El sueño de su madre era hacer arquitectura, y lo intentó, pero cuando sus padres se divorciaron tuvo que trabajar: su ingreso era uno de los pilares de la casa. Da clases de inglés desde que tiene 15 años, intentó hacer el IPA o Licenciatura en Educación, pero tampoco le dieron los tiempos. “Mi madre quiere terminar el IPA para tener un mejor trabajo, yo le dije que más adelante podría hacer arquitectura, ella cree que no es el momento. Pero es una gran profesora, se le da muy bien. Ha dado clases en aulas comunitarias y cárceles”, dice Luciano, orgulloso.

> **Extractos de un conjunto de datos**:

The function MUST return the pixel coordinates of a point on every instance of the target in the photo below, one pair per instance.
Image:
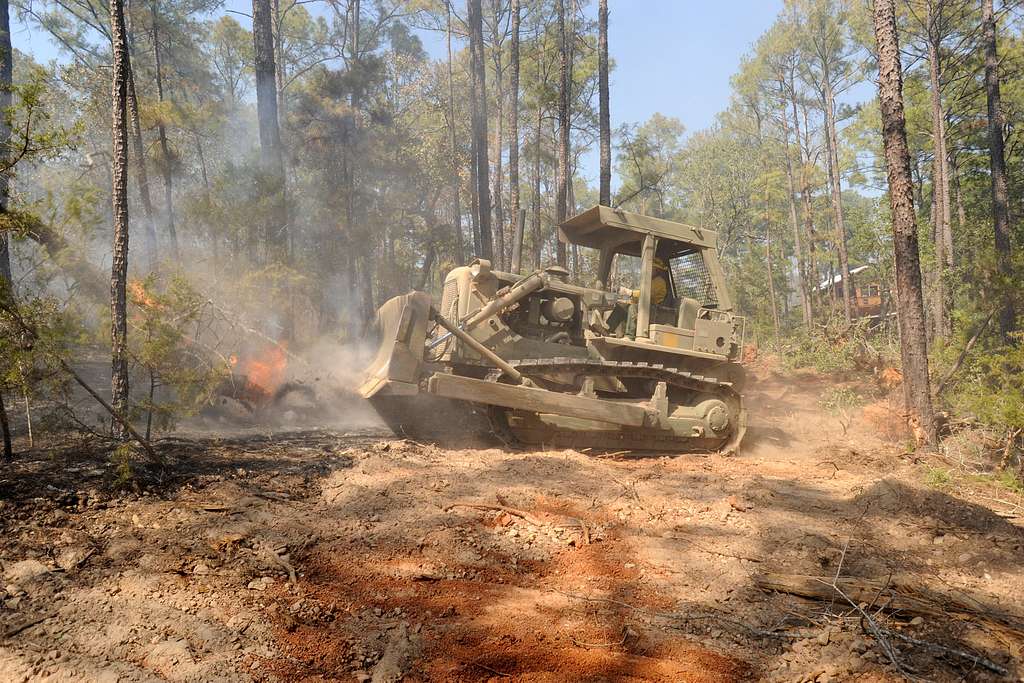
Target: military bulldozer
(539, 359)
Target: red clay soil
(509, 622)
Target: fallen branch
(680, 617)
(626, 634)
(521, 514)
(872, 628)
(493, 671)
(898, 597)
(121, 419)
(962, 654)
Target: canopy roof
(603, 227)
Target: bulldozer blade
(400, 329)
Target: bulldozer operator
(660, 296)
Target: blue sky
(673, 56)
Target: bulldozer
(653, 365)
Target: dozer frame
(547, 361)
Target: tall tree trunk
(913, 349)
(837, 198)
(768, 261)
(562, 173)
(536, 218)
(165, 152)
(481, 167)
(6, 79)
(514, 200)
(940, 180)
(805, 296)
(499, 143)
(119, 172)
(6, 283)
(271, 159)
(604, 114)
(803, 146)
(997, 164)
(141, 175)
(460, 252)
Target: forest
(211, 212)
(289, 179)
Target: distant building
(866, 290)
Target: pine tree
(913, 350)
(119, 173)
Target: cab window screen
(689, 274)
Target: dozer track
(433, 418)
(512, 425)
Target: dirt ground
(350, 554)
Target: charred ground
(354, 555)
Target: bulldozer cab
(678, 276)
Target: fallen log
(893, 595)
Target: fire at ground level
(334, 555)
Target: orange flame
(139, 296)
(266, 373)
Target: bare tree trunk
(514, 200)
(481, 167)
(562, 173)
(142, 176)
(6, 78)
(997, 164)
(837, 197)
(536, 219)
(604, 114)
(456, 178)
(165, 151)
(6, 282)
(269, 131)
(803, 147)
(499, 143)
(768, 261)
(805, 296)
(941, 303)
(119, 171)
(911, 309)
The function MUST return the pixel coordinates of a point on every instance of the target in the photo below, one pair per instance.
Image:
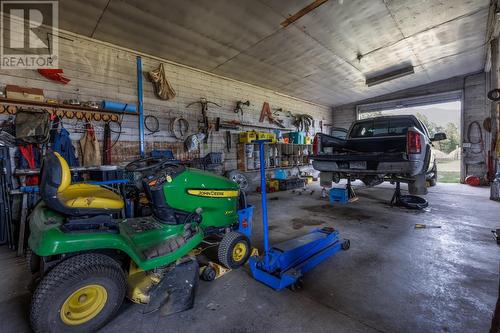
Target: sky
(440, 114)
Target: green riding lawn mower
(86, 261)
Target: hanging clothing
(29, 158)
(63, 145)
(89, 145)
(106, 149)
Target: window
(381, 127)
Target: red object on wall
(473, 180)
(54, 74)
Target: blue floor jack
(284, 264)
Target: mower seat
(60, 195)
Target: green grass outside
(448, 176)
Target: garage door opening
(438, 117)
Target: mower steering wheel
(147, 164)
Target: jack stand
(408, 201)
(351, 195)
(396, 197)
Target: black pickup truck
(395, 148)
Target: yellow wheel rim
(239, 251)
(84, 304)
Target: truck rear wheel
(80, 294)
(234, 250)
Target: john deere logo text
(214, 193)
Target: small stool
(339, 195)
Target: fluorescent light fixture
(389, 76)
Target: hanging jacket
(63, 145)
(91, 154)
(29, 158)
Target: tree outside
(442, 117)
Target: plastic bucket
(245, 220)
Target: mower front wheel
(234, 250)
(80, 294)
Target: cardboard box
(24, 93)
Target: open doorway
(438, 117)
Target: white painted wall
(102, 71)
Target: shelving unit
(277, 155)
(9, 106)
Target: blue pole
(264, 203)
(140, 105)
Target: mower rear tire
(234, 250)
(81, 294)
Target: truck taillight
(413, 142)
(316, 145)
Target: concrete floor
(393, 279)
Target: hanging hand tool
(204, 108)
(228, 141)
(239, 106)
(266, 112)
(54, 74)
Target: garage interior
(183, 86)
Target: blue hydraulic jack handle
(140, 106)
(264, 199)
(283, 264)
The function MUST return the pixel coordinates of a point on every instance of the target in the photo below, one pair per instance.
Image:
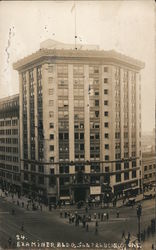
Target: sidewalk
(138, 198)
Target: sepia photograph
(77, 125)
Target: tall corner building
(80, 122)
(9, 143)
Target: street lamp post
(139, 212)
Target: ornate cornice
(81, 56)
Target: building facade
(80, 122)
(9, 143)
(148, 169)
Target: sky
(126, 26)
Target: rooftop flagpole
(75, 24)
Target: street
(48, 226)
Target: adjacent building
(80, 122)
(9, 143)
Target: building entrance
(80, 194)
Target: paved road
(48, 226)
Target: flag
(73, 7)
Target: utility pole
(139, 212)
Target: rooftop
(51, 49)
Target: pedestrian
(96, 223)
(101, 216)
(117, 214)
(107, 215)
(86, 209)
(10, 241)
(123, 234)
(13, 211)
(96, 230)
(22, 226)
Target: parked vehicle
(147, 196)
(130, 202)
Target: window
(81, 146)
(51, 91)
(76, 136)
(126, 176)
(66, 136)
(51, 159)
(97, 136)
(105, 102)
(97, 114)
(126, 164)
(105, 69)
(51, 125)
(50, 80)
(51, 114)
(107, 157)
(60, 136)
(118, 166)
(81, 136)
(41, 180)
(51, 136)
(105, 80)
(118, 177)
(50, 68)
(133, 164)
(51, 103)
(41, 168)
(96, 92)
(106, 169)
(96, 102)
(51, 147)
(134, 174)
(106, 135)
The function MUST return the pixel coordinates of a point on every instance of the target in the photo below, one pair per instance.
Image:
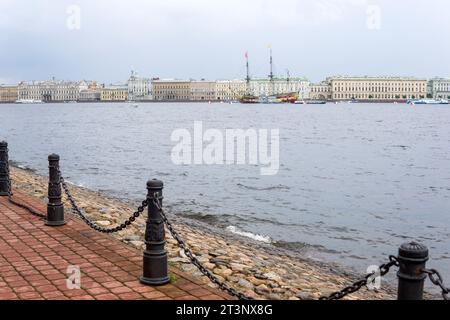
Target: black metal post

> **Problemas para resolver**:
**1)** Responda estas preguntas sobre el fragmento acerca de la madre de Luciano:
(a) ¿Qué carrera soñaba estudiar la madre?
(b) ¿Desde qué edad da clases de inglés?
(c) Según Luciano, ¿en qué lugares ha dado clases?
**2)** Prosiga el fragmento sobre la madre de Luciano a partir de su última oración.
No hace falta consultar los registros para estas tareas.

> **Resultados obtenidos**:
**1)**
(a) Arquitectura.
(b) Desde los 15 años.
(c) En aulas comunitarias y cárceles.

**2)**
Luciano sorprendió en su casa cuando, ya en primero de liceo, dijo que quería ser médico. Pasaron los años y el interés por la profesión se mantuvo. Ahora hace tres semanas que empezó la carrera, y comenta que a diferencia de muchos que ya quieren que pase el tiempo y recibirse, disfruta de cada etapa. Y mientras es un “médico en proceso”, tendrá que definir si se inclina por la neurocirugía o se va por otra rama porque no le gusta tanto lo micro. “Mi madre siempre me motivó a estudiar y me dijo que hiciera lo que me gustara”, y en eso está pensando.

Ciencias

Paula no recuerda si fue Papá Noel, los Reyes Magos o en un cumpleaños, pero cuando tenía 8 o 9 años le regalaron un juego de química, y la atrapó. “Me gustaba mezclar cosas, los colores, que saliera humito, y se ve que me quedé con la idea de ir para ese lado de la ciencia”, cuenta.

Creció en el límite entre La Teja y Belvedere, fue a la escuela Canadá, hizo ciclo básico en el Liceo 47, de ahí al Bauzá y después la Facultad de Ciencias. Hoy, con 30 años, está haciendo un doctorado en química, es docente e investigadora.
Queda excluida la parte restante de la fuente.